--- Start Passage given ---

Tarantool development patches archive
 help / color / mirror / Atom feed
From: Vladislav Shpilevoy <v.shpilevoy@tarantool.org>
To: Alexander Turenko <alexander.turenko@tarantool.org>
Cc: tarantool-patches@freelists.org
Subject: [tarantool-patches] Re: [PATCH v2 4/4] app: allow to raise an error on too nested tables
Date: Sat, 14 Sep 2019 00:32:28 +0200	[thread overview]
Message-ID: <691762ba-48a6-04b2-d0e0-bafdad317217@tarantool.org> (raw)
In-Reply-To: <20190912233231.zs3c6o2zv7pyl6lo@tkn_work_nb>

Thanks for the review!

On 13/09/2019 01:32, Alexander Turenko wrote:
>> app: allow to raise an error on too nested tables
> 
> The commit header and the description looks like we have 'crop'
> behaviour as default, however it is not more so.
> 
> I agree that we should change the default behaviour and raise an error
> by default. This however should be clearly stated in the docbot request.

Ok, new commit message:

    app: raise an error on too nested tables serialization
    
    Closes #4434
    Follow-up #4366
    
    @TarantoolBot document
    Title: json/msgpack.cfg.encode_crop_too_deep option
    
    Tarantool has several so called serializers to convert data
    between Lua and another format: YAML, JSON, msgpack.
    
    YAML is a crazy serializer without depth restrictions. But for
    JSON and msgpack a user could set encode_max_depth option. That
    option led to crop of a table when it had too many nested levels.
    Sometimes such behaviour is undesirable.
    
    Now an error is raised instead of data corruption:
    
        t = nil
        for i = 1, 100 do t = {t} end
        msgpack.encode(t) -- Here an exception is thrown.
    
    To disable it and return the old behaviour back here is a new
    option:
    
        <serializer>.cfg({encode_crop_too_deep = true})

--- End Passage given ---

* **Requirements**
**1)** Name every serializer that the patch email lists for converting data between Lua and another format.
**2)** Rewrite the part of the patch email between "Tarantool has several" and "behaviour is undesirable.", inclusive, putting "unwanted" in place of "undesirable".
**3)** Summarize the patch email in three sentences.

--- Start Record extracts ---

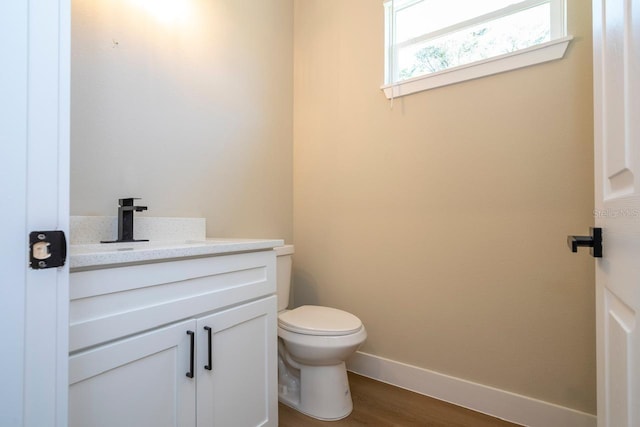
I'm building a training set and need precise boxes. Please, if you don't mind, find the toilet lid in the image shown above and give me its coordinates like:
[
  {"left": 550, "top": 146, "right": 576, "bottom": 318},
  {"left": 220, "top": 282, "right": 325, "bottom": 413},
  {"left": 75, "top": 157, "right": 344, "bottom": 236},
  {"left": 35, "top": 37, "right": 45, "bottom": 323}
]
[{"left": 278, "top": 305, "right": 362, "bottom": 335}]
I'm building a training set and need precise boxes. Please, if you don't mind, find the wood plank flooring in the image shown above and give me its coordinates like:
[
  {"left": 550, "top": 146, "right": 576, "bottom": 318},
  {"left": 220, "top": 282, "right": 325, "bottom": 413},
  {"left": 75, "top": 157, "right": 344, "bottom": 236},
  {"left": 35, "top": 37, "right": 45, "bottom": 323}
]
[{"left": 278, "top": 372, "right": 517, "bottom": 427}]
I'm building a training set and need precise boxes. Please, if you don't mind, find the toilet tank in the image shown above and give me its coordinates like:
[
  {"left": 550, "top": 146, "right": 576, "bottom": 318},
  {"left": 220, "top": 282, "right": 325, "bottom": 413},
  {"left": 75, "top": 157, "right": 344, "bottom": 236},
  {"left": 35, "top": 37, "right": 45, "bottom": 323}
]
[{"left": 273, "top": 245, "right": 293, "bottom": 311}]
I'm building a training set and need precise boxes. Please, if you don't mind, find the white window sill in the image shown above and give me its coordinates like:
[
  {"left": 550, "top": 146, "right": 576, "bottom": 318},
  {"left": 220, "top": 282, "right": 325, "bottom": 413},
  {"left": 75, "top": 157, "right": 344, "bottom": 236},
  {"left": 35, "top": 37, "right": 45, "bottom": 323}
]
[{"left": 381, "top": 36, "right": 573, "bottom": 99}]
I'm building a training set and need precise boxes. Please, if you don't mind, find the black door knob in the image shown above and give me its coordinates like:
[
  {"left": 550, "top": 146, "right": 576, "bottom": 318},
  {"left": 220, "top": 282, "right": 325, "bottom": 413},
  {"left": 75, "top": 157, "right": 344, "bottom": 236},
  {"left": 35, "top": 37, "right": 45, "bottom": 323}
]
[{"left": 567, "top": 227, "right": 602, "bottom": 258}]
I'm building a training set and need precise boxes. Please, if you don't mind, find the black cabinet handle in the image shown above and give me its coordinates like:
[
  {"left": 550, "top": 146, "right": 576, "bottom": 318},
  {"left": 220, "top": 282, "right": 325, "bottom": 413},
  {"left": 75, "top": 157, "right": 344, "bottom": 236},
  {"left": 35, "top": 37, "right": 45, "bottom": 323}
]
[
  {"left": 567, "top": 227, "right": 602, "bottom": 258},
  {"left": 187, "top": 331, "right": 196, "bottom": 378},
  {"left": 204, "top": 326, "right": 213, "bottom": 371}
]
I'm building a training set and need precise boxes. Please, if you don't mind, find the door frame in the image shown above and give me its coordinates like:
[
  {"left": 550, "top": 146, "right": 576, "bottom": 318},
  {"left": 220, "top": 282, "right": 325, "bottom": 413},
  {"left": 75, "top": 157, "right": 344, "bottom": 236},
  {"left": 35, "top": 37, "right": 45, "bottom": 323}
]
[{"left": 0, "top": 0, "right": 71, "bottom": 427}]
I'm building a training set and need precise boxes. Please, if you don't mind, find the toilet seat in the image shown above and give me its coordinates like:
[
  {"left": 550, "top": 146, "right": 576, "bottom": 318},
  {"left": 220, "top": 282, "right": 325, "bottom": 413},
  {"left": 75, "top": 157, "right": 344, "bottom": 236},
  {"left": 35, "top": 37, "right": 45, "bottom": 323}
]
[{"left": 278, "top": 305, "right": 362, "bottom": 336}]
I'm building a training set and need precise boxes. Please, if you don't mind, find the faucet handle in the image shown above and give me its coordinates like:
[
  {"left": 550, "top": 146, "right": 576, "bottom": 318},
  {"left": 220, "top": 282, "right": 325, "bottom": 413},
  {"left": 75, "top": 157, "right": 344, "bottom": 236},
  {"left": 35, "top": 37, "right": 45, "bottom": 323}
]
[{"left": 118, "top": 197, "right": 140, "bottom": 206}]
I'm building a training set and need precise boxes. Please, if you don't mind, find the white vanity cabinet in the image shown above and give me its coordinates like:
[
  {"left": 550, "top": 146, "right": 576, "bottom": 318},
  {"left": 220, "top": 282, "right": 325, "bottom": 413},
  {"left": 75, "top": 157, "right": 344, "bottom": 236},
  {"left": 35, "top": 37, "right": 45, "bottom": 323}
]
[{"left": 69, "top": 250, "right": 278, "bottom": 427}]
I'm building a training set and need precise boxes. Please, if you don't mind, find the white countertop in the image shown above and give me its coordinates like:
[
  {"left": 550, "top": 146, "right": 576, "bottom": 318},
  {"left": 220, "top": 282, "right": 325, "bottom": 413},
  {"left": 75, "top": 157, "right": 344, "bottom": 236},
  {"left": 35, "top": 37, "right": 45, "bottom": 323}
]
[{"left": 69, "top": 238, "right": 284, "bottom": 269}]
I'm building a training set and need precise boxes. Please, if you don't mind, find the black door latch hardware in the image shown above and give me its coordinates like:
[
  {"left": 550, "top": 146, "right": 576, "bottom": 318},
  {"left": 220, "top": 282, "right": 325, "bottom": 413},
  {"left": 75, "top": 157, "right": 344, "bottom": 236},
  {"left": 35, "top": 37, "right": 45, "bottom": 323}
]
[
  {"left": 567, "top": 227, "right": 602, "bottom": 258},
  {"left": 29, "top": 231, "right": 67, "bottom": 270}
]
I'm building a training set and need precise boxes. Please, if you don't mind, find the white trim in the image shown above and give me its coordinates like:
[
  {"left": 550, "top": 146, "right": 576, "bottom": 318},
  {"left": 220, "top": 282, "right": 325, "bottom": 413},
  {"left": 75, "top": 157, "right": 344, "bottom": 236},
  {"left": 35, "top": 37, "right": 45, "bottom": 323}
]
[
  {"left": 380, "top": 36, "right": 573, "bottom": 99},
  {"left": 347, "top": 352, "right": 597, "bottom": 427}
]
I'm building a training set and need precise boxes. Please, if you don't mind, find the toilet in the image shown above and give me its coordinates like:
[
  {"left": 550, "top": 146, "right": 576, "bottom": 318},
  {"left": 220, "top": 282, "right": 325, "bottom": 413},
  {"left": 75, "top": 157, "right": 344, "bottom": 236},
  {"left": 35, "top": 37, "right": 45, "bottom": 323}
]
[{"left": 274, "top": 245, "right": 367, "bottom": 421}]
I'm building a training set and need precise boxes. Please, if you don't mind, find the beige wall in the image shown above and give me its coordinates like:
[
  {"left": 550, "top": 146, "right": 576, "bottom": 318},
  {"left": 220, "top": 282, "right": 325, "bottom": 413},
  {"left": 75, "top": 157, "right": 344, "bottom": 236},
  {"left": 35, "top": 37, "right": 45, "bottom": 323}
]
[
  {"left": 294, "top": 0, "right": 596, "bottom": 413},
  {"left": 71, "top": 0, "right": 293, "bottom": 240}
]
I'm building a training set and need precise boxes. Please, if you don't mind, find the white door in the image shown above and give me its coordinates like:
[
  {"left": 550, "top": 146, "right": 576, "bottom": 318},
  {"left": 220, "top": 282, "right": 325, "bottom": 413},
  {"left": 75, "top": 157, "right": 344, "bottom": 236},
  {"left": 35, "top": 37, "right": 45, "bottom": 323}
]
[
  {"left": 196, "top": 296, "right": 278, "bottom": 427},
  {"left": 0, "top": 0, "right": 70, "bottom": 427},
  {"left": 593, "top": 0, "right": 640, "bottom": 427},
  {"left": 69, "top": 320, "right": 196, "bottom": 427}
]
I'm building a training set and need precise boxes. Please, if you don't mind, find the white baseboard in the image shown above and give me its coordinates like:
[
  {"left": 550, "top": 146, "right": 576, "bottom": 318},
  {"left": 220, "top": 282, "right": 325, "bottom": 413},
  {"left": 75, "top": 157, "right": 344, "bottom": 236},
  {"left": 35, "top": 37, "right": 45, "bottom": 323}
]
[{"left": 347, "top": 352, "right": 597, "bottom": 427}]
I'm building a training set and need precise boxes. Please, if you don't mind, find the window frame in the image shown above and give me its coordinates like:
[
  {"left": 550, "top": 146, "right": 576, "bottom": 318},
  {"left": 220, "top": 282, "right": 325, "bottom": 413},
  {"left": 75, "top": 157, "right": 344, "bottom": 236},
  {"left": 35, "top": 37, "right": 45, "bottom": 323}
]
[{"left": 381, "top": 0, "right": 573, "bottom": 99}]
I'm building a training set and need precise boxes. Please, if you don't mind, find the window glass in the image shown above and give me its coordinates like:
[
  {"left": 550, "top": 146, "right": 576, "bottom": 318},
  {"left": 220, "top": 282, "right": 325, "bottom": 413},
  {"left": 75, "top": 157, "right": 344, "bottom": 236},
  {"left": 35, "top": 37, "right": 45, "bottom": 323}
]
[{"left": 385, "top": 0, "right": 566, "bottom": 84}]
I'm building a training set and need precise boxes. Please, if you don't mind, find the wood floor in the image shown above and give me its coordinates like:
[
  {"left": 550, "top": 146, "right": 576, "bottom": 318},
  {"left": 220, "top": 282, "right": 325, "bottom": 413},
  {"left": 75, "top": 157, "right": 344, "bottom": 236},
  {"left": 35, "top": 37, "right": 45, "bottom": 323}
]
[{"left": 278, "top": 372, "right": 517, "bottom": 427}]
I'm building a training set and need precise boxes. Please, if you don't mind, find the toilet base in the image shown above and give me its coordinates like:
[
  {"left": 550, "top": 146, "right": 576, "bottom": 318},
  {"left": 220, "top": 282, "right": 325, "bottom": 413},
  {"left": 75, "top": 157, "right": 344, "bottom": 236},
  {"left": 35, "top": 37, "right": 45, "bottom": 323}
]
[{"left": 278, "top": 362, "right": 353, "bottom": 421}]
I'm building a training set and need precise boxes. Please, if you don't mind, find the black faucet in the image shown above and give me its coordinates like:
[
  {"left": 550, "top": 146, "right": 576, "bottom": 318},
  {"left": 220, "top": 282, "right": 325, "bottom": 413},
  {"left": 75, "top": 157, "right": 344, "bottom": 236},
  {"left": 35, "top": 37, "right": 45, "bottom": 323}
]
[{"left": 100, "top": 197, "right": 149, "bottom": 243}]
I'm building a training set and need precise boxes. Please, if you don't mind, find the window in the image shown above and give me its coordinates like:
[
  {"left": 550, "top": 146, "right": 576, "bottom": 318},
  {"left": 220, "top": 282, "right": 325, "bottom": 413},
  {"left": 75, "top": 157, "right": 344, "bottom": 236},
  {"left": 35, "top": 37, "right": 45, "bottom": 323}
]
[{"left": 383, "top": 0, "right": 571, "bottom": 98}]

--- End Record extracts ---
--- Start Record extracts ---

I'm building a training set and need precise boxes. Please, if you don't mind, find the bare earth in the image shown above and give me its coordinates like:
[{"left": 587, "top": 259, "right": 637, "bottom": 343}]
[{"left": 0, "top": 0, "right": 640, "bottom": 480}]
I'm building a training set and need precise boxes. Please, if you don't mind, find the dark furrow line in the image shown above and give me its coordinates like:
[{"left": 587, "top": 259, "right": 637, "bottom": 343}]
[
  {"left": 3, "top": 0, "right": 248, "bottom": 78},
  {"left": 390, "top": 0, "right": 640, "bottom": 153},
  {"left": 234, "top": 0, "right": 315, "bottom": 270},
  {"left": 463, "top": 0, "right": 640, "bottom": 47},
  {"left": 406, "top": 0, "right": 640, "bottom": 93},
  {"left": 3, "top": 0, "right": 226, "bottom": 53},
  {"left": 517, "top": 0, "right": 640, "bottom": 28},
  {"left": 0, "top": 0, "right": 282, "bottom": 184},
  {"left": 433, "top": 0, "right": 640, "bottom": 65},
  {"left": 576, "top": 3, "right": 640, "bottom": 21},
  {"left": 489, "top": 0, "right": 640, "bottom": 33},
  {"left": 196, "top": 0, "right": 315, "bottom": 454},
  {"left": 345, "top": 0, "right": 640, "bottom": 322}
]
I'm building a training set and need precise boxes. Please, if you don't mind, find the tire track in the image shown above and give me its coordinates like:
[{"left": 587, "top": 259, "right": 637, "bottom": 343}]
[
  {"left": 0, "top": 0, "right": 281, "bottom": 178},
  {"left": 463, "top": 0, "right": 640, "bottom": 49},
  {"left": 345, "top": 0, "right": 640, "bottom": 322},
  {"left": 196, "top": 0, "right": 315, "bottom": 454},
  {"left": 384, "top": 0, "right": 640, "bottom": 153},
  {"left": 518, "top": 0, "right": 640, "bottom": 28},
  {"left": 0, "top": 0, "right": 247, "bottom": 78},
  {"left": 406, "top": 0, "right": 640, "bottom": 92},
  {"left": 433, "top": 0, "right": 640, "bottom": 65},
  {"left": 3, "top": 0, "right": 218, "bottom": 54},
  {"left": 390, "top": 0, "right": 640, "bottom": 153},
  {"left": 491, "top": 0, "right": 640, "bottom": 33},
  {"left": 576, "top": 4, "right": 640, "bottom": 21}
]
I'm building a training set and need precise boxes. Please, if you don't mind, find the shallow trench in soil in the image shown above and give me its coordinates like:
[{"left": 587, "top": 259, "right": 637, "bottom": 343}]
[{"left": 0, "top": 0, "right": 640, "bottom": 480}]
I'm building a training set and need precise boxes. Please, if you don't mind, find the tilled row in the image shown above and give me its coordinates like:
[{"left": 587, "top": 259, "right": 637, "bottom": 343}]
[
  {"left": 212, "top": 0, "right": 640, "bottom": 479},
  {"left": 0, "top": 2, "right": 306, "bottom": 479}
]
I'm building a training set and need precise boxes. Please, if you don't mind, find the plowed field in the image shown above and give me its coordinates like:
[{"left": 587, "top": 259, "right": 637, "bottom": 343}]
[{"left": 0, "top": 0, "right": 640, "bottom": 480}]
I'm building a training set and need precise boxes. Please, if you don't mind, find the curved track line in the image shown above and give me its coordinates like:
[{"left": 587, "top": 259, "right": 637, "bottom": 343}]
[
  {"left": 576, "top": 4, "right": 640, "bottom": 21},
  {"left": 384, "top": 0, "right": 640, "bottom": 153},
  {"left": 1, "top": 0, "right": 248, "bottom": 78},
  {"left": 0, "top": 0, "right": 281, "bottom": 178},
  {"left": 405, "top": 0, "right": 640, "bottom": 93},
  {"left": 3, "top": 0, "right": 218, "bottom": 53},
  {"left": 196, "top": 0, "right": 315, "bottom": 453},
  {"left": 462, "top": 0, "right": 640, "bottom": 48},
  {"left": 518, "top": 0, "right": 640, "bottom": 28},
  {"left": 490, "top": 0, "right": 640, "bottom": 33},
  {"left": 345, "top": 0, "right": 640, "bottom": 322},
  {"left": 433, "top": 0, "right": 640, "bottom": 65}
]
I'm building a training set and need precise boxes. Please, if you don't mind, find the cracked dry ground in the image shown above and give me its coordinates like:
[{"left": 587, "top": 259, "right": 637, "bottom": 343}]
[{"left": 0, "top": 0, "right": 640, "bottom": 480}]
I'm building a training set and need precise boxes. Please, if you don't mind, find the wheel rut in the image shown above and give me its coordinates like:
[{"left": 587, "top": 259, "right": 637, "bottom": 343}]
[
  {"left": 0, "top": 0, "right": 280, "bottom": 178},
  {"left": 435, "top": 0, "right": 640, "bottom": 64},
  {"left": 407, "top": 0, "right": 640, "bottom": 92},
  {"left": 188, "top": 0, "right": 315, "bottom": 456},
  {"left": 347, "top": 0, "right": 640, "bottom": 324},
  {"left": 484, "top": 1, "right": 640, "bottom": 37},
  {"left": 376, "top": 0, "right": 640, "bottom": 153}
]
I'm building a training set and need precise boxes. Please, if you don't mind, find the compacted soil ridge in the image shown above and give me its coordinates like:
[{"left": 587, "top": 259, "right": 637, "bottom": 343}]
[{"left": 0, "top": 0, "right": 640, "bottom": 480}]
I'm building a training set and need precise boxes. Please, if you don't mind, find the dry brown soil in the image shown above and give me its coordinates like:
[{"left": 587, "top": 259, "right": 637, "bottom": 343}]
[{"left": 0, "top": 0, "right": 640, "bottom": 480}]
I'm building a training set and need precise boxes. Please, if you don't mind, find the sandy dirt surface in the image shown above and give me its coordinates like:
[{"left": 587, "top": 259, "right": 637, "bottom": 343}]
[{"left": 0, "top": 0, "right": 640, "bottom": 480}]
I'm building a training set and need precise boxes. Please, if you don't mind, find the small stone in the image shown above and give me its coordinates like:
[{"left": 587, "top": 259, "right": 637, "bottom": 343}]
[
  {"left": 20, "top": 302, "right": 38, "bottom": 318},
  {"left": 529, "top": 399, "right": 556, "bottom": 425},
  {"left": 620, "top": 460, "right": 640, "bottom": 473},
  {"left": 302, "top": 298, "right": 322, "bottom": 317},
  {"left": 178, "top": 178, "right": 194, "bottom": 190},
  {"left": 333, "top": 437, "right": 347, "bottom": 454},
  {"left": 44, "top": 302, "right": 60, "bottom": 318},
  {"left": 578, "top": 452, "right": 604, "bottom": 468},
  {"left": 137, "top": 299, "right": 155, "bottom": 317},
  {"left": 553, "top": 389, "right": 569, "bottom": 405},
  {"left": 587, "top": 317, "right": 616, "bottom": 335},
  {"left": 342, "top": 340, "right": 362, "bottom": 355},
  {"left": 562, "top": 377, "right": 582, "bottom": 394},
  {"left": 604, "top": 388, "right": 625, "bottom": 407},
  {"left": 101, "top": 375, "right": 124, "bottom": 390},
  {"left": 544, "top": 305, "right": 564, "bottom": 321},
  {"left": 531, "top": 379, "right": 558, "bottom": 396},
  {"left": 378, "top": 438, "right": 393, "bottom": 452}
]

--- End Record extracts ---
--- Start Record extracts ---

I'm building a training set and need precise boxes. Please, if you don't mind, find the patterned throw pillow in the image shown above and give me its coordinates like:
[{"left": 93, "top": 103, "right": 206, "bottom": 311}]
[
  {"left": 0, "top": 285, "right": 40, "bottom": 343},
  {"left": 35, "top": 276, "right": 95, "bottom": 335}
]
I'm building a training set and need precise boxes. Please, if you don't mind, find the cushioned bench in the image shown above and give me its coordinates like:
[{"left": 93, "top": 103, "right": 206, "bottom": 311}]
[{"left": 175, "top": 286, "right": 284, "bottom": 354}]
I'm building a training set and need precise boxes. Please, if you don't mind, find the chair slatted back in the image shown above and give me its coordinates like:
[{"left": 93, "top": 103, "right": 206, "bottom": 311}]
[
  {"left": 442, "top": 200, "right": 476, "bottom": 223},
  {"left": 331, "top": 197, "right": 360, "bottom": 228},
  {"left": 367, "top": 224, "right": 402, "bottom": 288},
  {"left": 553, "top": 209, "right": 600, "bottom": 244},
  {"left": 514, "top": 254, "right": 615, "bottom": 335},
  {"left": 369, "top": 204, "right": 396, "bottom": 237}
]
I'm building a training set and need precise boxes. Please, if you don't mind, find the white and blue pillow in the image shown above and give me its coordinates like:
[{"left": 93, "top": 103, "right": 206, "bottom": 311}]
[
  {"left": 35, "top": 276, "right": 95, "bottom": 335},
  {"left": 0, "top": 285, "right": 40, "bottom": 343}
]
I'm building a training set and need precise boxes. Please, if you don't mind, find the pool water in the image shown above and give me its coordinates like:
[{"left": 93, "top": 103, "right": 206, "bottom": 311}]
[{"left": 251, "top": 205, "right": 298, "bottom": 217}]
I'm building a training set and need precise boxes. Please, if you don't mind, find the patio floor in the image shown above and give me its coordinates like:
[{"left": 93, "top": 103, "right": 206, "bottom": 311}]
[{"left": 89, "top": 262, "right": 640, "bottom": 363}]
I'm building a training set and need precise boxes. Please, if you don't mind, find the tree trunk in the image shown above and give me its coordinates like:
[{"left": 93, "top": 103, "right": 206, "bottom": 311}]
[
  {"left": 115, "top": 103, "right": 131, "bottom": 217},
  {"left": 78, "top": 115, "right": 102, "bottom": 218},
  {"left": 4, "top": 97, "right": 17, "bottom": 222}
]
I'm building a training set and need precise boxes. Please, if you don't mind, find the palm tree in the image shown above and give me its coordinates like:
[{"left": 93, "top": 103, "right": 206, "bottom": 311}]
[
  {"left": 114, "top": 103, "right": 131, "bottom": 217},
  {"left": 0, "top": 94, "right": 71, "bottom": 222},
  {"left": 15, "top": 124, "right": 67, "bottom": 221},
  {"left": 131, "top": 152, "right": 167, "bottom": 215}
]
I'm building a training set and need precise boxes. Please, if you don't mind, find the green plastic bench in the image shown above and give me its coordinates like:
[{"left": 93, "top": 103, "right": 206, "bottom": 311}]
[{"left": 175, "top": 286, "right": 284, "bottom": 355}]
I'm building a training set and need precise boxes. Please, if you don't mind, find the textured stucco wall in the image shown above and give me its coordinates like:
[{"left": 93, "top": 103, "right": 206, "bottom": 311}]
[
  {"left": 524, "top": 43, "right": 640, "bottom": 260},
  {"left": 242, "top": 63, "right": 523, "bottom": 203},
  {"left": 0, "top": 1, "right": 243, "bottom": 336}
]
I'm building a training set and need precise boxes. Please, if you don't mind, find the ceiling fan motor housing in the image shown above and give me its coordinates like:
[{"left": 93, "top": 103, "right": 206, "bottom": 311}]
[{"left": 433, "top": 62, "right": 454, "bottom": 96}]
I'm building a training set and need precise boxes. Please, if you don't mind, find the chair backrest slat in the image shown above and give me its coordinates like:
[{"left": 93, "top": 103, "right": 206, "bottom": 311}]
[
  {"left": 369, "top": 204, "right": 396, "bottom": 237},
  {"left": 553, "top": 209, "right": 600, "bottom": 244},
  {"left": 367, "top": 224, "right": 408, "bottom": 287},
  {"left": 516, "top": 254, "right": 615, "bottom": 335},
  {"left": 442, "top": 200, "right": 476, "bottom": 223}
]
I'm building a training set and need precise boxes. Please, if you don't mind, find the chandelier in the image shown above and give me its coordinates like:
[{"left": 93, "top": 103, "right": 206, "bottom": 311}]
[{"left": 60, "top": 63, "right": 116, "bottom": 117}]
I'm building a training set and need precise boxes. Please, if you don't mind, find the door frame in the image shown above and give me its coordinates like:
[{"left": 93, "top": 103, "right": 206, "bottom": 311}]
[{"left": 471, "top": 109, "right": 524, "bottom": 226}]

--- End Record extracts ---

* **Answers for the tasks**
**1)** YAML, JSON, msgpack

**2)**
Tarantool has several so called serializers to convert data
    between Lua and another format: YAML, JSON, msgpack.
    
    YAML is a crazy serializer without depth restrictions. But for
    JSON and msgpack a user could set encode_max_depth option. That
    option led to crop of a table when it had too many nested levels.
    Sometimes such behaviour is unwanted.

**3)** In reply to a review asking that the change of default behavior be clearly stated in the docbot request, the author gives a new commit message for raising an error on serialization of too nested tables. It explains that Tarantool's JSON and msgpack serializers have an encode_max_depth option that cropped a table when it had too many nested levels. An error is now raised instead of data corruption, and the old behavior can be restored with the new encode_crop_too_deep option set to true.